Would you print the records below from the first line through the line containing "Where can the dark storm", skipping the pictures?

▶ Extracted information:
════════════════════

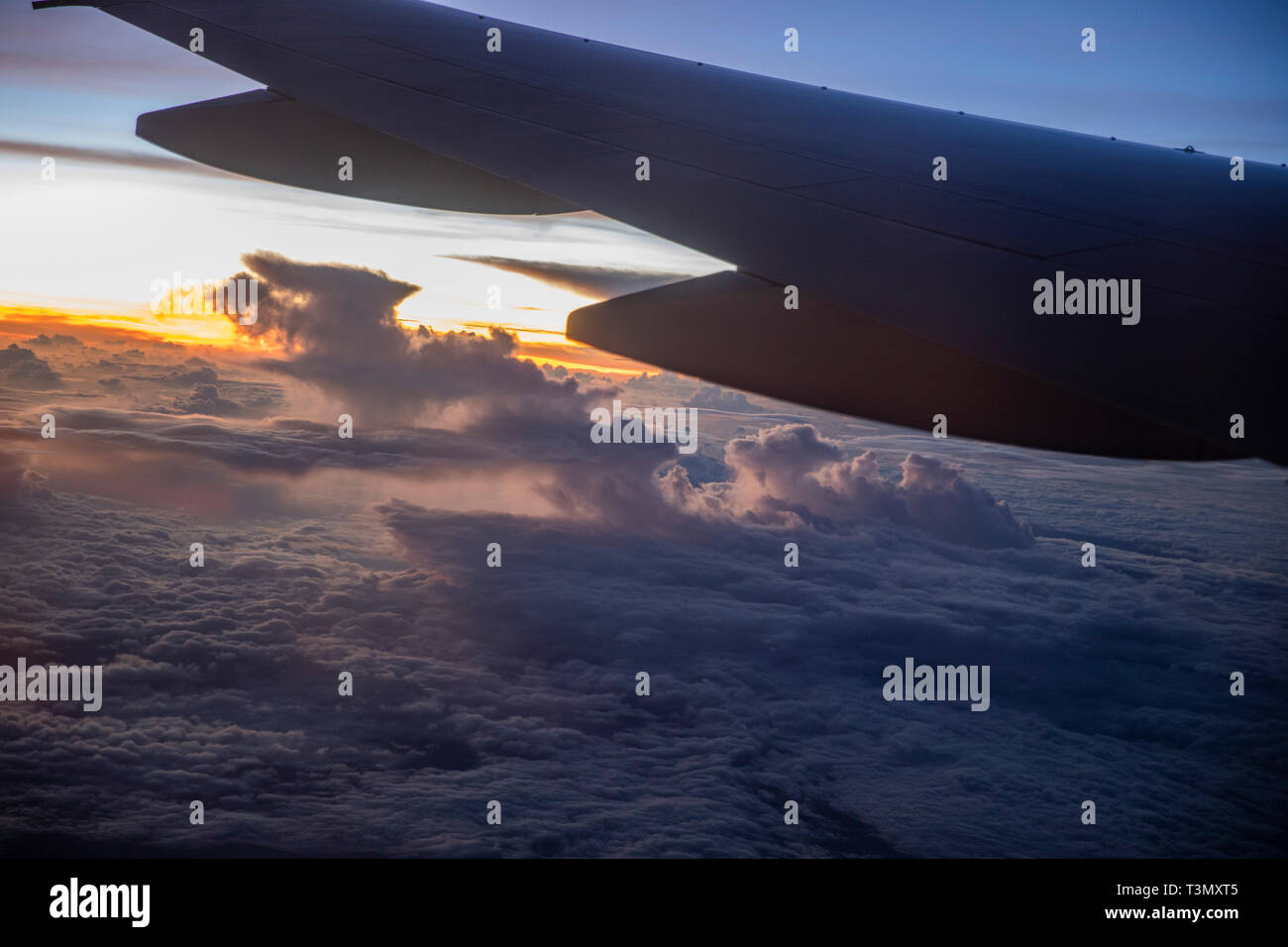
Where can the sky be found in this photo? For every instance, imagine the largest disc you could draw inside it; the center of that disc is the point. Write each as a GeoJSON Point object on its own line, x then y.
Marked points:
{"type": "Point", "coordinates": [368, 556]}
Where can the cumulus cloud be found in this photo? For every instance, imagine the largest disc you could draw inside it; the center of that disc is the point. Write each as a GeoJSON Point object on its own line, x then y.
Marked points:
{"type": "Point", "coordinates": [791, 475]}
{"type": "Point", "coordinates": [516, 684]}
{"type": "Point", "coordinates": [20, 367]}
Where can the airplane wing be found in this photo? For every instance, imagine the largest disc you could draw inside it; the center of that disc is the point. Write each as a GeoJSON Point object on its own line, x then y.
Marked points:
{"type": "Point", "coordinates": [913, 296]}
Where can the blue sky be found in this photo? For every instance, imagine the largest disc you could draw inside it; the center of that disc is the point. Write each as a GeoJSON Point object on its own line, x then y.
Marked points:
{"type": "Point", "coordinates": [368, 554]}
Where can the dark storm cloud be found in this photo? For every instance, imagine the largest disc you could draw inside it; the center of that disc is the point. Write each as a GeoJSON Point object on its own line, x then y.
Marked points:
{"type": "Point", "coordinates": [22, 368]}
{"type": "Point", "coordinates": [340, 324]}
{"type": "Point", "coordinates": [599, 282]}
{"type": "Point", "coordinates": [716, 398]}
{"type": "Point", "coordinates": [790, 475]}
{"type": "Point", "coordinates": [516, 684]}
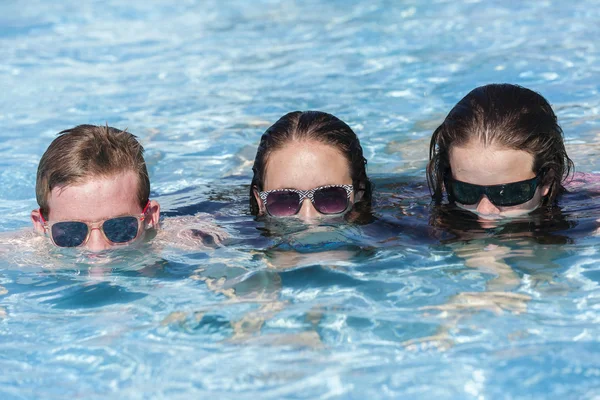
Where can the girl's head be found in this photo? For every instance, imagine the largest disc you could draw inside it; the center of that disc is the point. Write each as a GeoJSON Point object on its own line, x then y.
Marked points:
{"type": "Point", "coordinates": [304, 151]}
{"type": "Point", "coordinates": [497, 135]}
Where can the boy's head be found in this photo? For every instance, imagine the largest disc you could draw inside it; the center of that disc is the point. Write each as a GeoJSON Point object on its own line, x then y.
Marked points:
{"type": "Point", "coordinates": [91, 174]}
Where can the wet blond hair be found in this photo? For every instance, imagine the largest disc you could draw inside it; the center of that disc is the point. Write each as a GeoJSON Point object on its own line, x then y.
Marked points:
{"type": "Point", "coordinates": [87, 151]}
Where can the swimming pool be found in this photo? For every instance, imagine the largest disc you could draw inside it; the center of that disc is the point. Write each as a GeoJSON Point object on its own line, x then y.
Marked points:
{"type": "Point", "coordinates": [388, 310]}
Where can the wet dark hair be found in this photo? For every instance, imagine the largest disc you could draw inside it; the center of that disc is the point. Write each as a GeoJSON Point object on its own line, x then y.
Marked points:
{"type": "Point", "coordinates": [320, 127]}
{"type": "Point", "coordinates": [507, 115]}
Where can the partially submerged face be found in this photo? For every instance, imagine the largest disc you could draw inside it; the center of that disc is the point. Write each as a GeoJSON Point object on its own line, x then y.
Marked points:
{"type": "Point", "coordinates": [94, 201]}
{"type": "Point", "coordinates": [306, 165]}
{"type": "Point", "coordinates": [487, 165]}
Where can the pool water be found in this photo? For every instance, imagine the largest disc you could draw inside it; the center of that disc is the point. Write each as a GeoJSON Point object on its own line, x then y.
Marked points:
{"type": "Point", "coordinates": [415, 304]}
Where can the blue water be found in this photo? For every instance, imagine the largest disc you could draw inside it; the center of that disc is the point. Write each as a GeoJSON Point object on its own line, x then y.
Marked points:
{"type": "Point", "coordinates": [396, 308]}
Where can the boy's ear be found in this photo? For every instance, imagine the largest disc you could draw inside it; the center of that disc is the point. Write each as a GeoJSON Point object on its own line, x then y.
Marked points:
{"type": "Point", "coordinates": [153, 214]}
{"type": "Point", "coordinates": [38, 221]}
{"type": "Point", "coordinates": [261, 206]}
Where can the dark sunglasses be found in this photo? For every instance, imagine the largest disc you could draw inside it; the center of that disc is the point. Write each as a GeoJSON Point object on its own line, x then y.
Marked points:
{"type": "Point", "coordinates": [331, 199]}
{"type": "Point", "coordinates": [505, 195]}
{"type": "Point", "coordinates": [119, 230]}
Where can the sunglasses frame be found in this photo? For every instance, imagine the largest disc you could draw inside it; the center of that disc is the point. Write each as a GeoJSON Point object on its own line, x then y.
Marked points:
{"type": "Point", "coordinates": [485, 189]}
{"type": "Point", "coordinates": [96, 225]}
{"type": "Point", "coordinates": [307, 194]}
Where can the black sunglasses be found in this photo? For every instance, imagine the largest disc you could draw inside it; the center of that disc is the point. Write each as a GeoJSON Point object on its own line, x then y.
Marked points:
{"type": "Point", "coordinates": [331, 199]}
{"type": "Point", "coordinates": [505, 195]}
{"type": "Point", "coordinates": [118, 231]}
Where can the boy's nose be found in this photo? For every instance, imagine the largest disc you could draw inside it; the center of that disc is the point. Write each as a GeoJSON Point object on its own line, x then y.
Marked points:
{"type": "Point", "coordinates": [485, 206]}
{"type": "Point", "coordinates": [97, 242]}
{"type": "Point", "coordinates": [307, 211]}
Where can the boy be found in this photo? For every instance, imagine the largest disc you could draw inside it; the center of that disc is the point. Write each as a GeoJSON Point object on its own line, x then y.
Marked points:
{"type": "Point", "coordinates": [93, 190]}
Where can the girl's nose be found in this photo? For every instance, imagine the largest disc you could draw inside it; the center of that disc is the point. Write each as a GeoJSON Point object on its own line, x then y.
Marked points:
{"type": "Point", "coordinates": [485, 206]}
{"type": "Point", "coordinates": [307, 211]}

════════════════════

▶ Answer to the problem:
Where can the sky be found in this photo? For every instance, imagine the largest disc you could draw inside it; the center of that disc is the point. Write each as a GeoJSON Point object on its own line, x then y.
Marked points:
{"type": "Point", "coordinates": [368, 556]}
Where can the cumulus cloud be found in this photo? For every instance, imagine the largest disc you could draw inside it; the center of that disc is the point. Write each as a GeoJSON Point object on its own line, x then y.
Marked points:
{"type": "Point", "coordinates": [791, 475]}
{"type": "Point", "coordinates": [516, 684]}
{"type": "Point", "coordinates": [20, 367]}
Where can the airplane wing be found in this photo? For every instance, imagine the largest disc you could draw inside it; the center of that disc is the point. Write each as a GeoJSON Point object on its own line, x then y.
Marked points:
{"type": "Point", "coordinates": [913, 296]}
Where can the blue sky be found in this photo? For every instance, imagine the largest disc you could draw inside it; the center of that disc is the point. Write each as a GeoJSON Point object on its own line, x then y.
Marked points:
{"type": "Point", "coordinates": [368, 554]}
Where can the dark storm cloud be found in this photo? For every instance, imagine the largest disc you could draw inside it; the center of that disc is the point. Write each as a GeoJSON Point object on its own line, x then y.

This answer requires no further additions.